[start Material for this task]
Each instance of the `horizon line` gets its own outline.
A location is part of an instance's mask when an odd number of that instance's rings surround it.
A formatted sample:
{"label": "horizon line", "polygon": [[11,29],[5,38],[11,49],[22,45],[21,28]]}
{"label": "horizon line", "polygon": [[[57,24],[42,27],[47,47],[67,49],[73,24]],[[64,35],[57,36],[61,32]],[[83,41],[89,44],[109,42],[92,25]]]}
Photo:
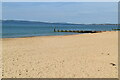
[end Material for this task]
● **Task to carry out**: Present the data above as a Markdown table with a Row column for the row number and a Line column for the line itself, skipping blank lines. Leave the pictures out of the answer.

● **Answer for the task**:
| Row | Line |
|---|---|
| 1 | Each instance of the `horizon line` gets its own outline. |
| 2 | A location is part of an instance's mask when an odd number of that instance's rings surround it. |
| 3 | A formatted sample: |
| 4 | {"label": "horizon line", "polygon": [[11,29],[5,38],[11,49],[22,45],[21,28]]} |
| 5 | {"label": "horizon line", "polygon": [[[57,24],[42,27],[47,47],[67,49],[73,24]],[[64,35],[57,36],[61,32]],[[83,41],[89,44],[109,42],[92,25]]]} |
| 6 | Photo: |